また、刊行物1に記載された発明の「断続的なエア」と本願発明の「水」とは塵埃除去用流体という点で共通し、以下同様に、「断続的なエアが吐出する第2ノズル115の吐出部」と「水噴出口」とは塵埃除去用流体の噴出口という点で共通し、「エアーシャワー室」と「水エアシャワー装置」とはエアシャワー装置という点で共通する。

したがって、両者は、
「清浄空気噴出口は、摺動自在にその向きを変更可能に支持された球状体ダクトに設けられ、塵埃除去用流体の噴出口は前記清浄空気噴出口内に清浄空気噴出口と中心線を一致させて設けてなる塵埃除去用流体の噴出口と清浄空気噴出口との両噴出口を併設するノズルを複数基、シャワー室内に向け塵埃除去用流体及び清浄空気を噴出するよう設けたエアシャワー装置。」
である点で一致し、以下の点で相違している。

〔相違点〕
本願発明では、塵埃除去用流体が「水」であって、塵埃除去用流体の噴出口が「水噴出口」であり、エアシャワー装置が「水エアシャワー装置」であるのに対し、
刊行物1に記載された発明では、塵埃除去用流体が「断続的なエア」であって、塵埃除去用流体の噴出口が「第2ノズル115の吐出部」であり、エアシャワー装置が「エアーシャワー室」である点。

ポインティングデータセットの抜粋:

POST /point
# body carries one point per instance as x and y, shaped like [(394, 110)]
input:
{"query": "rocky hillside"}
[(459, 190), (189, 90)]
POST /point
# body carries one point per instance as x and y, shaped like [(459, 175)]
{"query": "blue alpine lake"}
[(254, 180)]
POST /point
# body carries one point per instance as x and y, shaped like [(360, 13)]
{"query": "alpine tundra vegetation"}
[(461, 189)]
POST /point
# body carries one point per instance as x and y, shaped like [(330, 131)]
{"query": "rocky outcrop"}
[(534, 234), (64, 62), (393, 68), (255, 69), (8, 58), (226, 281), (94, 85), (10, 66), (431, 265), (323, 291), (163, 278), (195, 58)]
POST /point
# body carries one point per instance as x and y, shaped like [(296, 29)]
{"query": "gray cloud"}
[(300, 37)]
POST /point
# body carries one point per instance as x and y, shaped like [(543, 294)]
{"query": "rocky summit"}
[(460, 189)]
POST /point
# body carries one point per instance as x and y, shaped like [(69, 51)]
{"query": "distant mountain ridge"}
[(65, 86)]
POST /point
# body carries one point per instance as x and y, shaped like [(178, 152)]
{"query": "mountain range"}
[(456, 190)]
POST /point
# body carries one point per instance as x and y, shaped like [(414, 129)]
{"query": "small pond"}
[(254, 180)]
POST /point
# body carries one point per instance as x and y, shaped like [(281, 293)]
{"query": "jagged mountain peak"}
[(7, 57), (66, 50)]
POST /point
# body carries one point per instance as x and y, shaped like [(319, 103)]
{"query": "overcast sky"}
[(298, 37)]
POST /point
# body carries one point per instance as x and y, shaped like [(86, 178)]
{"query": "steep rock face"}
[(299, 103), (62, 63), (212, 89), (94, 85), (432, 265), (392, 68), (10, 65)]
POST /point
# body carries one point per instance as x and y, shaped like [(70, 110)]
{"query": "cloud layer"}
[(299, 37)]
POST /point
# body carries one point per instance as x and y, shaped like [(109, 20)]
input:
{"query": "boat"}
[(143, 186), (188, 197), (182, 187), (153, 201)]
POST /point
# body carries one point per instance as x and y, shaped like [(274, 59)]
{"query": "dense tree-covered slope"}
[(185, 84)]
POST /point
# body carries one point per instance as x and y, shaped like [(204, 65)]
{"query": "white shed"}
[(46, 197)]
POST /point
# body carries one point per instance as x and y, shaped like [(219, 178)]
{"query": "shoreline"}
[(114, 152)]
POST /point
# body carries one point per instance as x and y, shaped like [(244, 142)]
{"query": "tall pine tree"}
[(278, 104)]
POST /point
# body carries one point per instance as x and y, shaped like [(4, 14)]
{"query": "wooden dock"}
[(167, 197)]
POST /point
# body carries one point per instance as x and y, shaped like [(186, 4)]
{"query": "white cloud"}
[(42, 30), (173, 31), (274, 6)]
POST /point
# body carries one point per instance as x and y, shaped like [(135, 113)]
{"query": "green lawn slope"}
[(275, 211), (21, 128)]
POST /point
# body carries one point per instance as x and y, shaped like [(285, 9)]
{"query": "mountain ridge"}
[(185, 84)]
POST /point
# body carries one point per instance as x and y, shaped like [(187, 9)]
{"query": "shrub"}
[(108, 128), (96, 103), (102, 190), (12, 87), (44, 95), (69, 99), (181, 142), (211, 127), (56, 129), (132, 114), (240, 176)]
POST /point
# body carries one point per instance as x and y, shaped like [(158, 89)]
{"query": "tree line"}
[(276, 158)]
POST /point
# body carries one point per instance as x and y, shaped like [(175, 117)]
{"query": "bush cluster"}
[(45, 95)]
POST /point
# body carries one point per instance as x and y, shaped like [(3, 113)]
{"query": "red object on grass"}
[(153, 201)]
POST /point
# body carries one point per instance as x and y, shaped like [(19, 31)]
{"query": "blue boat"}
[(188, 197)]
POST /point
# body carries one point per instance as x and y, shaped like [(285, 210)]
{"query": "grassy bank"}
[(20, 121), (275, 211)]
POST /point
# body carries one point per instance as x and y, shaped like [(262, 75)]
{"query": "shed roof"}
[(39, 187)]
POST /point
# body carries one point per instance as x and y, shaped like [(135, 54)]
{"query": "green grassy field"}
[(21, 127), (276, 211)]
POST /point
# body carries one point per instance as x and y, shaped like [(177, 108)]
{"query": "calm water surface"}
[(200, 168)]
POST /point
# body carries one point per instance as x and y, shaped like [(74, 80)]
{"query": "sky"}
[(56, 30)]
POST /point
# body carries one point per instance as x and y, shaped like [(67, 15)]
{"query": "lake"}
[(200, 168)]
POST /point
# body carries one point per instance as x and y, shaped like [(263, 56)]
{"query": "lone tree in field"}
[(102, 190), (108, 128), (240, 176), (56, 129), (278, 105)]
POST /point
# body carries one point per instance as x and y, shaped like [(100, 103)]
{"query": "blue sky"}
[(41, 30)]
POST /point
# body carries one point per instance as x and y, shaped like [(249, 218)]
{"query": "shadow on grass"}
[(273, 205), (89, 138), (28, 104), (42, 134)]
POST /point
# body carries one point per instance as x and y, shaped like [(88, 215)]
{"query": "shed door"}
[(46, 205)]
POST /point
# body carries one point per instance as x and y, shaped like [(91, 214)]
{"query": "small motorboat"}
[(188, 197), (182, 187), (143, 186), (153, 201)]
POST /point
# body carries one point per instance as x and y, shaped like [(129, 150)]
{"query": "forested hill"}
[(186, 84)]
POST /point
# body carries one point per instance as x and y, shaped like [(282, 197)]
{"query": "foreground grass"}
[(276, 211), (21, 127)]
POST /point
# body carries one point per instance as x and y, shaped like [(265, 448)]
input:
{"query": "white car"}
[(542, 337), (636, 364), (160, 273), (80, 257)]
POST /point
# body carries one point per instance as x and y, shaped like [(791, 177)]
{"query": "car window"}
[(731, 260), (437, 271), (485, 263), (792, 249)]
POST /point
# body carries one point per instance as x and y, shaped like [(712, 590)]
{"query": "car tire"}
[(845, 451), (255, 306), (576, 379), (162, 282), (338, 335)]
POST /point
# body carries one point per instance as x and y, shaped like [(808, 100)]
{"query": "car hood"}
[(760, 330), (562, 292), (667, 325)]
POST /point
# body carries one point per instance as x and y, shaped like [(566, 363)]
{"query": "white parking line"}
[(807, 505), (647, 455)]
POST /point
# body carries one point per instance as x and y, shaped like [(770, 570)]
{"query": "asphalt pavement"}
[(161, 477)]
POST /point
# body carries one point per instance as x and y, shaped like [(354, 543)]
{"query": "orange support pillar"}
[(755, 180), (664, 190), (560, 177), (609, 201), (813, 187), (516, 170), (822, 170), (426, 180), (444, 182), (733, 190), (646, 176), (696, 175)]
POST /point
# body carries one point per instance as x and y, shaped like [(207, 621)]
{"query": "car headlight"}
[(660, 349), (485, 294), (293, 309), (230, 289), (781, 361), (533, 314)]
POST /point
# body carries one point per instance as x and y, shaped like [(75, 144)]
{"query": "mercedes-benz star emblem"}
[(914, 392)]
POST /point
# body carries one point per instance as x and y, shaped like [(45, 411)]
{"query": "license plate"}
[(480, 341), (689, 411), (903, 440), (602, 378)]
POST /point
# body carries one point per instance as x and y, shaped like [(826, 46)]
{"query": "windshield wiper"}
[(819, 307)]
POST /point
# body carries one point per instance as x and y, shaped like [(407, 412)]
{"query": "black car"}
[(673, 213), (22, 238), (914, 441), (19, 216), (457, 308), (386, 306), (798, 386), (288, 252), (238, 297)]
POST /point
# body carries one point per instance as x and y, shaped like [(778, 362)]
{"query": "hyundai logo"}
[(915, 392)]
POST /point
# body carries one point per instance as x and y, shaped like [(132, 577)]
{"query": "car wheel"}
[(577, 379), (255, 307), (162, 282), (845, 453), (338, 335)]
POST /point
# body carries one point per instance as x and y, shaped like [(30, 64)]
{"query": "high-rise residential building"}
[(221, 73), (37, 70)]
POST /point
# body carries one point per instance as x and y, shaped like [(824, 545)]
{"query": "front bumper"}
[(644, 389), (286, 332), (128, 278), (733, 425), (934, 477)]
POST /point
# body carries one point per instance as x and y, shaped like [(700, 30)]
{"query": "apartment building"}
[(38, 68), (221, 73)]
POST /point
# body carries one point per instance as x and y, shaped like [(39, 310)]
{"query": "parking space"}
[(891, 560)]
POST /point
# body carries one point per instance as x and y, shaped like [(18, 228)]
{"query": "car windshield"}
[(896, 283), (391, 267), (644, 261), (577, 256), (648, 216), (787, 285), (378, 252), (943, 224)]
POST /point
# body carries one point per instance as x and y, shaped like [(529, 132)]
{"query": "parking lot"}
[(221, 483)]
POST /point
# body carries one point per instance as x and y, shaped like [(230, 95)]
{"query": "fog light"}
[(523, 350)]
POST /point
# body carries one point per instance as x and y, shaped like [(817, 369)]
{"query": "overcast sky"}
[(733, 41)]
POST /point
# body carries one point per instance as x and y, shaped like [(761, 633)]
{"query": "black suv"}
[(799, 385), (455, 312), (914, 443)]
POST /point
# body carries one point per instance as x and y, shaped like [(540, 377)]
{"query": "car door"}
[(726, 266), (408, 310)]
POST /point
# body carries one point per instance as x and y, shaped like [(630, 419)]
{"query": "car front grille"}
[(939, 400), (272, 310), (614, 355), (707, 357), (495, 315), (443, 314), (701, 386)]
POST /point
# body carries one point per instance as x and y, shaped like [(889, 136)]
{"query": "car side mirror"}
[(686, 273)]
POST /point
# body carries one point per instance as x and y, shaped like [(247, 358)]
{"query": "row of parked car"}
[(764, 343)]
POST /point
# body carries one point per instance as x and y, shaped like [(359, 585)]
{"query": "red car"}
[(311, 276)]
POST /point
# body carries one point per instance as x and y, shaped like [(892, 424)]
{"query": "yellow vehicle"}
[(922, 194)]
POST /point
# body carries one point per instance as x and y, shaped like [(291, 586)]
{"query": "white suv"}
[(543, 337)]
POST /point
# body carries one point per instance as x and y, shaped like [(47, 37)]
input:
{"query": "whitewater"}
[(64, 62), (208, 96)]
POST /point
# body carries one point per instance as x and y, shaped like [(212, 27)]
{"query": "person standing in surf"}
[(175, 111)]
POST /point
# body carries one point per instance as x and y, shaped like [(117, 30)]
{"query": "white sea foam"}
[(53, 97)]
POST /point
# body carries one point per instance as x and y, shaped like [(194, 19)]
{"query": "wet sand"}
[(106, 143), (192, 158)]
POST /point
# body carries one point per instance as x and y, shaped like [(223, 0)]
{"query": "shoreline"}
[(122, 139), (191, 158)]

▸ **作業内容**:
1 - エアシャワー装置に関する文章のうち、「である点で一致し、以下の点で相違している。」から「エアーシャワー室」である点。」までを、両端を含めて一字一句違えずに書き写してください。
2 - エアシャワー装置に関する文章の相違点によれば、刊行物1に記載された発明における塵埃除去用流体は何ですか。
3 - エアシャワー装置に関する文章を、最後の文の後から書き継いでください。

▸ **解答一覧**:
1 -
である点で一致し、以下の点で相違している。

〔相違点〕
本願発明では、塵埃除去用流体が「水」であって、塵埃除去用流体の噴出口が「水噴出口」であり、エアシャワー装置が「水エアシャワー装置」であるのに対し、
刊行物1に記載された発明では、塵埃除去用流体が「断続的なエア」であって、塵埃除去用流体の噴出口が「第2ノズル115の吐出部」であり、エアシャワー装置が「エアーシャワー室」である点。

2 - 断続的なエアです。

3 -
第4 当審の判断
そこで、相違点について検討する。
刊行物2には、清浄室に入室する際に用いられるシャワー装置に関して、「清浄度が厳格に要求される清浄室においては、空気シャワー手段以外に、清浄水を噴霧する水シャワー手段を併用する」ことが記載(前記第2の2(2))されており、この記載からみて、清浄水の噴霧はより清浄度を高めることを目的としたものであることが明らかである。

また、刊行物2には、水シャワー手段の使用に関して、空気シャワー手段と適宜組み合わせて使用することが記載され(前記第2の2(3))、具体的な態様として、噴霧ノズル26を水シャワー用、噴霧ノズル28を空気シャワー用にする他に、噴霧ノズルを水シャワーと空気シャワーに区別なく共用し、いずれか一方を噴霧することが記載されている(前記第2の2(4)ないし(6))。
そして、「噴霧ノズルを水シャワーと空気シャワーに区別なく共用」できることは、噴霧ノズルに対して水と空気とが互換して使用できることを示唆するものといえる。

一方、刊行物1に記載された発明の「断続的なエア」は、一層高圧となるように構成することが好ましく、特に汚れのひどい箇所について「打たせ水」のごとく塵埃等を除去することで除去効果を高めるものである。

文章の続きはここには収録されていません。